Start Provided material
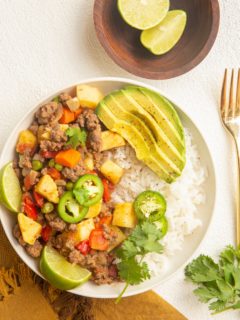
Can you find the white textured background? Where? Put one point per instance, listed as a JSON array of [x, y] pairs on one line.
[[47, 45]]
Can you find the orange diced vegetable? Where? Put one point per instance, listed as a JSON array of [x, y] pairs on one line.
[[68, 158], [67, 117], [97, 241], [77, 112]]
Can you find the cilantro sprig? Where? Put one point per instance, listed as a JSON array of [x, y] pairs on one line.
[[144, 239], [76, 136], [218, 284]]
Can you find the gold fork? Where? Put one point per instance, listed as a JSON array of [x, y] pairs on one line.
[[230, 113]]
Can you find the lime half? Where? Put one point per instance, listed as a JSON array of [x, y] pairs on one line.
[[143, 14], [10, 190], [61, 273], [166, 34]]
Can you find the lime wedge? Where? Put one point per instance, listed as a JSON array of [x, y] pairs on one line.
[[61, 273], [143, 14], [166, 34], [10, 190]]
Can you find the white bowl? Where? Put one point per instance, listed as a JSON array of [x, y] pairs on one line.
[[205, 212]]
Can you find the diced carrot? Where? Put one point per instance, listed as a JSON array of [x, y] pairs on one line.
[[68, 158], [54, 173], [67, 117], [77, 112]]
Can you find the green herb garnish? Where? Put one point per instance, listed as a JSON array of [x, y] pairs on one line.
[[144, 239], [77, 137], [218, 284]]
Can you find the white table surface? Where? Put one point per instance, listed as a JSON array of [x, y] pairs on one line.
[[47, 45]]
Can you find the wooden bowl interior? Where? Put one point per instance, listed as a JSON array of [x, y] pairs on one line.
[[122, 41]]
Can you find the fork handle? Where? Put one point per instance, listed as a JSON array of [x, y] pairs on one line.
[[237, 141]]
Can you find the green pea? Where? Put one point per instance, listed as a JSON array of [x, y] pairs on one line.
[[58, 166], [47, 207], [69, 185], [37, 165], [51, 163]]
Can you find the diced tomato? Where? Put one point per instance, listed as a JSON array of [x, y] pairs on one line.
[[83, 247], [46, 233], [48, 154], [54, 173], [97, 240], [38, 199], [106, 191], [104, 220]]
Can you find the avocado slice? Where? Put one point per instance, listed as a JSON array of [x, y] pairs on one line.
[[150, 124], [171, 148], [117, 107], [161, 110], [134, 138]]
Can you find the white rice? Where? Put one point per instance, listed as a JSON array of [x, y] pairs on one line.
[[183, 197]]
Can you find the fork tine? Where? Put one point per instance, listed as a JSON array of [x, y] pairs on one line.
[[231, 110], [224, 104], [238, 95]]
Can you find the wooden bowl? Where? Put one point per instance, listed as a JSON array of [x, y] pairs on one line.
[[122, 43]]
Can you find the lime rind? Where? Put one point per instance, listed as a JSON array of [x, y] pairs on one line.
[[143, 14], [163, 37], [59, 272], [10, 190]]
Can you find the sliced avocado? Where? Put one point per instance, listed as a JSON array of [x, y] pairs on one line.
[[172, 149], [162, 111], [134, 138], [118, 108]]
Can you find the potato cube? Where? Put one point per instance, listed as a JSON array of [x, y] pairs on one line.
[[84, 229], [111, 140], [94, 210], [73, 104], [120, 237], [47, 188], [88, 96], [112, 171], [124, 215], [26, 140], [30, 229], [88, 162]]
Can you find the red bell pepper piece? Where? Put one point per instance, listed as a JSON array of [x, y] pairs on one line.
[[38, 199], [48, 154], [104, 220], [46, 233], [97, 240], [54, 173], [83, 247]]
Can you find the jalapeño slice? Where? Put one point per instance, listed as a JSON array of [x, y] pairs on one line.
[[150, 205], [88, 190], [70, 210]]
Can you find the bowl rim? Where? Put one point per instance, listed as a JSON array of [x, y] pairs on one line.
[[132, 82], [158, 75]]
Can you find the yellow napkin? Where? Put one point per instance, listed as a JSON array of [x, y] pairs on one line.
[[25, 296]]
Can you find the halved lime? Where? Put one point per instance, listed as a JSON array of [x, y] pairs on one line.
[[61, 273], [143, 14], [166, 34], [10, 190]]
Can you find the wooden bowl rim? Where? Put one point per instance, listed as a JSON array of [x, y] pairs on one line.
[[159, 75]]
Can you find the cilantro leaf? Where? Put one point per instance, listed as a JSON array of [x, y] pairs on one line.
[[133, 272], [81, 195], [76, 136], [218, 284]]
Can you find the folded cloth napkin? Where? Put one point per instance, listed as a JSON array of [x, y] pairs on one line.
[[25, 296]]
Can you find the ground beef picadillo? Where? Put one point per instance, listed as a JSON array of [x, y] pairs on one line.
[[100, 263]]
End Provided material
◆ Work to complete: Please rewrite all the items above as a numbered list with no blank lines, leaving out the pictures.

◆ Exercise response:
1. Can you find the white textured background? Where? Put one point per instance, listed as a JSON array of [x, y] pairs on one line.
2. [[47, 45]]
3. Can you find the orange diced vegetable? Where? Put one point per instance, listed as a JSON array of [x, y] pairs on one line.
4. [[68, 158], [67, 117], [97, 241], [77, 112]]
5. Can you find the cilantro sprig? Where? Put one point per instance, listed as a JSON array of [x, y] pairs on one line.
6. [[144, 239], [76, 136], [218, 284]]
7. Can you find the gold fork? Where? Put one point per instance, listed as a JSON array of [x, y] pairs on one line.
8. [[230, 113]]
9. Can you find the lime half? Where? Put one point per instance, listed as a JSON array of [x, y] pairs on one line.
10. [[143, 14], [10, 190], [61, 273], [166, 34]]
11. Can you find the lime wedge? Where? Put one point per instance, listed as a JSON array of [x, y] pairs on one line.
12. [[61, 273], [143, 14], [166, 34], [10, 190]]
13. Can you find the white bowl? Where? Put one point per instance, listed as a JSON array of [x, y] pairs on one line.
14. [[205, 212]]
15. Can you find the diced carrot? Where? Put one point per instance, listed as a JSON array of [x, y] pairs on one line.
16. [[68, 158], [54, 173], [67, 117], [77, 112]]
17. Can you find the green herb garnish? Where? Put one point per instance, listed as a JSON array of [x, y] pairs on one line.
18. [[144, 239], [77, 137], [218, 284]]
19. Can you find the white table surface? Where? Put one point per instance, listed as a JSON array of [x, y] pairs on one line.
20. [[47, 45]]
21. Can you find the wooden bowl interior? Where? Put one point per instance, listed as a JSON array of [x, y] pairs on one line.
22. [[122, 41]]
23. Can you find the fork handle? Where? Put one point per instance, listed as a JSON array of [x, y] pairs on one line.
24. [[237, 141]]
25. Can you find the green pea? Where? Put one point per instance, listed as a JSON array of [x, y] pairs on one line.
26. [[58, 166], [47, 207], [69, 185], [37, 165], [51, 163]]
27. Can you find the diced tomato? Where? Put one point per instance, listed as a JSON array of [x, y] pairs on one line.
28. [[83, 247], [46, 233], [48, 154], [54, 173], [97, 240], [38, 199], [106, 191], [104, 220]]
29. Can you find the avocado slice? Where? Put one point per instance, listed as a JSON array of [x, y] pairs on one line.
30. [[150, 124], [171, 148], [117, 107], [161, 110], [134, 138]]
31. Can you find the white rice? Where? Put one point per instance, listed as a JSON array of [x, y] pairs on one line.
32. [[183, 197]]
33. Can you find the fork tine? Where? Put one point per instance, listed as a JSON array of [x, y] pairs on one line.
34. [[231, 110], [224, 104], [238, 95]]
35. Can you find the wooden bowl? Where? Put one point per instance, listed as a JSON array of [x, y] pairs on one line.
36. [[122, 43]]
37. Can you find the lime rind? Where? Put one point per instance, listed as a JSON array of [x, y] pairs on one line.
38. [[143, 14], [163, 37], [59, 272], [10, 190]]
39. Can you find the sliced avocado? Where? Put one point per instance, listed as a JSON array of [x, y] pairs on one line.
40. [[172, 149], [162, 111], [134, 138], [118, 108]]
41. Can you find the potato cube? Where? Put one point per instance, listed as a JSON array of [x, y] pairs on one line.
42. [[84, 229], [111, 140], [94, 210], [73, 104], [120, 237], [47, 188], [88, 96], [112, 171], [124, 215], [26, 140], [30, 229], [88, 162]]
43. Can you find the red bell pepper piece? Where? Put one point per instance, listed as a JSON array of [x, y] pairs on one line.
44. [[38, 199], [48, 154], [104, 220], [46, 233], [97, 240], [54, 173], [83, 247]]
45. Can you find the jalapeño slice? Where? Put one point per instance, listed as a JSON array of [x, y] pairs on one line.
46. [[150, 205], [88, 190], [70, 210]]
47. Can you find the bowl rim? Where? Put one point per instance, listed as a JSON array of [x, y] pairs on one line.
48. [[132, 82], [158, 75]]
49. Can you find the yellow napkin? Where? Put one point per instance, listed as a JSON array of [x, y] pairs on one line.
50. [[25, 296]]
51. Can you find the halved lime? Where? Put one point per instance, listed as a JSON array of [x, y] pairs on one line.
52. [[61, 273], [143, 14], [166, 34], [10, 190]]
53. Can you find the wooden bowl rim? Where? Put one point per instance, listed as a JSON array of [x, y] pairs on one line.
54. [[159, 75]]
55. Can you find the cilantro leaf? Where? Put one point per instance, listed as a JSON array of [x, y] pairs on one line.
56. [[133, 272], [81, 195], [76, 136], [218, 284]]
57. Can you find the folded cloth napkin? Where? Put one point per instance, listed as a JSON array of [x, y] pairs on one line.
58. [[25, 296]]
59. Can you find the ground beef picadillo? Where? Put one point per instance, listed as a JSON array of [x, y] pairs on one line.
60. [[100, 263]]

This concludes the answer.